WHAT NEEDS TO BE DONE: Copy the listing word for word from its beginning up to and including the line with "Trace every instance of the paved". Leave the pictures out.

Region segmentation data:
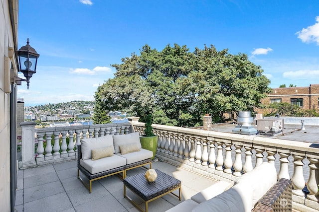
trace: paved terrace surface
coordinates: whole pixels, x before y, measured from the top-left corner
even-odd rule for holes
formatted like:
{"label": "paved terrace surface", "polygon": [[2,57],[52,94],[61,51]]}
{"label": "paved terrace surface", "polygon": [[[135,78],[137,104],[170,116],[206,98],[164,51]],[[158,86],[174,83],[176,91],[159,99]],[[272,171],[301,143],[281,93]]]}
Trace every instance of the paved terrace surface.
{"label": "paved terrace surface", "polygon": [[[138,212],[123,196],[121,179],[114,175],[93,181],[92,193],[77,176],[77,161],[19,170],[15,201],[17,212]],[[165,162],[152,163],[158,169],[181,181],[182,201],[216,181]],[[128,176],[144,173],[137,168]],[[85,177],[83,177],[85,178]],[[174,192],[178,195],[178,190]],[[127,194],[142,203],[129,189]],[[180,203],[169,194],[149,204],[150,212],[164,212]]]}

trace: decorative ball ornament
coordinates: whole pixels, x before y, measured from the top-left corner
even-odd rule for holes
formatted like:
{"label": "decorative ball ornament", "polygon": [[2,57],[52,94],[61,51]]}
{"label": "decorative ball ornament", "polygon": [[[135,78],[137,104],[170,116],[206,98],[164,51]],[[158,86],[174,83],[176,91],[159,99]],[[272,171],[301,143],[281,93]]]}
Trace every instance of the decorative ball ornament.
{"label": "decorative ball ornament", "polygon": [[148,182],[154,182],[158,177],[158,174],[155,171],[155,169],[150,169],[145,172],[145,179]]}

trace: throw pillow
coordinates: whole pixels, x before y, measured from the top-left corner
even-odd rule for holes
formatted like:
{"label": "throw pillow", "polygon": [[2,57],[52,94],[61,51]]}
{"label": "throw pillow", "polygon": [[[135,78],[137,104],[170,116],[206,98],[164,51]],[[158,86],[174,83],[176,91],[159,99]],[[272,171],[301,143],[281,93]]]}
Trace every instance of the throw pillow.
{"label": "throw pillow", "polygon": [[93,149],[92,150],[92,160],[95,160],[103,157],[113,155],[113,146],[103,148]]}
{"label": "throw pillow", "polygon": [[142,148],[140,141],[140,133],[138,132],[129,133],[125,135],[117,135],[113,136],[113,142],[115,153],[120,153],[120,145],[126,145],[129,143],[137,143],[140,148]]}
{"label": "throw pillow", "polygon": [[140,146],[139,146],[139,145],[137,143],[120,145],[119,146],[121,154],[125,154],[131,152],[141,151],[141,149],[140,149]]}

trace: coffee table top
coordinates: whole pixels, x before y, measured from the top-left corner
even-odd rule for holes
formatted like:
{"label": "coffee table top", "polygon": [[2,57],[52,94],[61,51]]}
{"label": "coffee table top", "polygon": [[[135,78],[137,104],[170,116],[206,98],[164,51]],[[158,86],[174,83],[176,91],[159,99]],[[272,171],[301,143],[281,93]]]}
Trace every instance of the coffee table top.
{"label": "coffee table top", "polygon": [[155,169],[158,177],[154,182],[148,182],[145,173],[128,177],[123,179],[124,185],[147,201],[180,187],[180,180]]}

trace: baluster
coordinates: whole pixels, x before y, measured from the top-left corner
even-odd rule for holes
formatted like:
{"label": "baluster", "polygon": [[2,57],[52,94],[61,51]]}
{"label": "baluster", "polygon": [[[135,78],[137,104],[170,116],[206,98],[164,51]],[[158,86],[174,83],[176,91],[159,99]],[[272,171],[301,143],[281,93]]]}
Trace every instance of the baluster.
{"label": "baluster", "polygon": [[78,152],[78,145],[81,144],[81,130],[75,130],[76,142],[75,142],[75,152]]}
{"label": "baluster", "polygon": [[289,160],[288,157],[289,156],[289,153],[290,151],[289,149],[280,149],[280,152],[279,152],[279,155],[280,155],[280,169],[279,169],[279,173],[278,173],[278,180],[281,178],[290,179],[289,176],[289,172],[288,172],[288,163]]}
{"label": "baluster", "polygon": [[116,135],[120,135],[120,130],[121,129],[121,126],[117,126],[116,127]]}
{"label": "baluster", "polygon": [[243,169],[243,161],[241,160],[241,153],[242,152],[241,148],[243,146],[241,144],[237,142],[235,144],[235,147],[236,150],[236,156],[235,157],[235,162],[234,163],[233,167],[235,171],[233,173],[234,176],[236,177],[240,177],[241,176],[241,171]]}
{"label": "baluster", "polygon": [[214,141],[209,141],[209,156],[208,156],[208,162],[209,168],[215,168],[215,163],[216,162],[216,155],[215,154],[215,144]]}
{"label": "baluster", "polygon": [[223,164],[224,164],[224,158],[223,157],[223,143],[220,141],[217,141],[216,143],[217,144],[217,156],[216,158],[216,164],[217,166],[216,167],[216,170],[222,171]]}
{"label": "baluster", "polygon": [[111,134],[111,127],[107,127],[105,128],[105,134],[107,136]]}
{"label": "baluster", "polygon": [[189,161],[190,162],[195,161],[195,141],[194,138],[189,137],[190,140],[190,151],[189,151]]}
{"label": "baluster", "polygon": [[52,160],[53,159],[53,156],[52,154],[52,143],[51,142],[52,134],[52,132],[47,132],[45,133],[45,139],[46,140],[46,146],[45,146],[45,160]]}
{"label": "baluster", "polygon": [[124,135],[125,130],[125,126],[121,126],[121,135]]}
{"label": "baluster", "polygon": [[233,166],[233,161],[231,159],[231,147],[230,147],[231,143],[225,143],[225,145],[226,146],[225,148],[226,153],[224,161],[224,166],[225,166],[224,172],[231,174],[231,167]]}
{"label": "baluster", "polygon": [[112,126],[111,127],[111,134],[112,135],[119,135],[117,134],[118,133],[118,131],[117,131],[117,129],[116,129],[116,126]]}
{"label": "baluster", "polygon": [[93,132],[94,131],[94,129],[90,128],[89,129],[89,138],[90,139],[93,138]]}
{"label": "baluster", "polygon": [[[319,159],[314,158],[314,155],[307,154],[307,158],[309,160],[309,178],[307,182],[307,189],[309,194],[307,195],[307,199],[315,202],[318,202],[319,196]],[[318,155],[317,156],[318,157]]]}
{"label": "baluster", "polygon": [[[207,149],[207,143],[206,141],[204,139],[201,140],[203,143],[203,153],[201,155],[201,160],[202,162],[201,164],[204,166],[207,166],[208,164],[207,161],[208,161],[208,150]],[[196,163],[196,161],[195,162]]]}
{"label": "baluster", "polygon": [[[196,139],[195,139],[195,140],[197,141]],[[196,142],[196,152],[195,152],[195,158],[196,158],[196,160],[195,160],[195,163],[201,163],[201,161],[200,160],[202,154],[201,144],[201,143],[199,141],[197,141]]]}
{"label": "baluster", "polygon": [[[251,144],[246,144],[246,145]],[[251,146],[244,146],[244,148],[245,148],[246,150],[245,151],[246,156],[245,157],[245,163],[244,163],[244,166],[243,166],[243,171],[244,171],[244,172],[245,173],[247,173],[253,170],[253,163],[251,161],[251,155],[253,154],[251,150],[253,148]]]}
{"label": "baluster", "polygon": [[38,138],[38,147],[36,148],[36,153],[37,153],[36,162],[39,162],[44,160],[44,155],[43,155],[43,152],[44,152],[44,148],[43,147],[44,133],[37,133],[36,135]]}
{"label": "baluster", "polygon": [[165,151],[165,143],[166,142],[166,133],[163,133],[163,137],[161,139],[161,142],[160,143],[160,152],[164,152]]}
{"label": "baluster", "polygon": [[68,145],[66,144],[66,134],[68,132],[67,131],[63,131],[61,132],[62,135],[62,144],[61,144],[61,157],[67,157],[67,153],[66,149],[68,148]]}
{"label": "baluster", "polygon": [[[296,154],[295,154],[296,153]],[[305,155],[303,155],[302,152],[292,153],[294,157],[294,174],[291,178],[294,189],[293,193],[300,197],[305,196],[305,194],[303,192],[303,189],[305,187],[306,182],[304,178],[303,168],[304,162],[303,160],[306,157]]]}
{"label": "baluster", "polygon": [[158,149],[157,151],[160,151],[160,142],[161,141],[161,139],[162,136],[162,133],[159,132],[159,139],[158,139]]}
{"label": "baluster", "polygon": [[60,156],[60,144],[59,143],[59,139],[60,136],[60,132],[58,131],[55,131],[53,133],[54,135],[54,145],[53,146],[53,159],[59,158],[61,157]]}
{"label": "baluster", "polygon": [[254,145],[254,147],[256,150],[256,154],[255,155],[255,156],[256,156],[256,164],[255,165],[255,167],[256,168],[263,163],[263,158],[264,157],[263,152],[264,151],[264,149],[261,146]]}
{"label": "baluster", "polygon": [[165,150],[164,152],[166,153],[168,153],[169,152],[169,140],[170,140],[169,138],[170,137],[170,135],[169,133],[167,133],[166,135],[166,138],[165,138],[165,145],[164,145],[164,149]]}
{"label": "baluster", "polygon": [[184,157],[183,153],[184,152],[184,143],[183,142],[183,137],[182,136],[178,136],[178,143],[179,146],[178,147],[178,157],[182,158]]}
{"label": "baluster", "polygon": [[184,148],[184,152],[183,154],[184,154],[184,157],[183,159],[184,160],[188,159],[188,156],[189,155],[189,146],[188,145],[188,138],[187,136],[184,136],[184,141],[185,141],[185,147]]}
{"label": "baluster", "polygon": [[169,134],[169,146],[168,147],[168,150],[169,150],[169,152],[168,154],[171,155],[174,154],[173,150],[174,150],[174,137],[175,136],[173,134]]}
{"label": "baluster", "polygon": [[131,127],[131,126],[127,126],[127,125],[125,126],[125,130],[124,130],[125,131],[125,134],[129,134],[129,132],[130,132],[130,127]]}
{"label": "baluster", "polygon": [[100,131],[100,129],[99,128],[94,128],[93,130],[93,132],[94,132],[94,138],[98,138],[99,137],[99,131]]}
{"label": "baluster", "polygon": [[267,158],[268,159],[268,162],[270,163],[272,163],[275,165],[275,160],[276,160],[276,157],[275,157],[275,155],[276,153],[276,150],[273,148],[270,148],[267,147],[266,152],[267,153]]}
{"label": "baluster", "polygon": [[178,156],[178,138],[177,135],[174,135],[174,148],[173,148],[173,151],[174,153],[173,156],[177,157]]}
{"label": "baluster", "polygon": [[101,129],[99,131],[99,137],[104,136],[105,133],[105,127],[101,128]]}
{"label": "baluster", "polygon": [[69,144],[68,145],[68,148],[69,148],[68,155],[73,156],[74,155],[74,135],[76,135],[75,133],[73,133],[73,131],[71,131],[69,133]]}

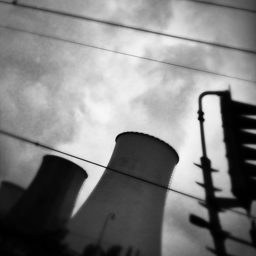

OUTPUT OF THE EXERCISE:
trace: paved terrace surface
coordinates: whole pixels, x before y, measured from the top-left corner
even-odd rule for holes
formatted like:
{"label": "paved terrace surface", "polygon": [[2,57],[52,94],[61,51]]}
{"label": "paved terrace surface", "polygon": [[[135,78],[137,104],[170,116],[206,98],[164,51]],[[158,86],[174,83],[176,91],[159,99]],[[272,171],[301,143],[281,93]]]}
Trace every instance of the paved terrace surface.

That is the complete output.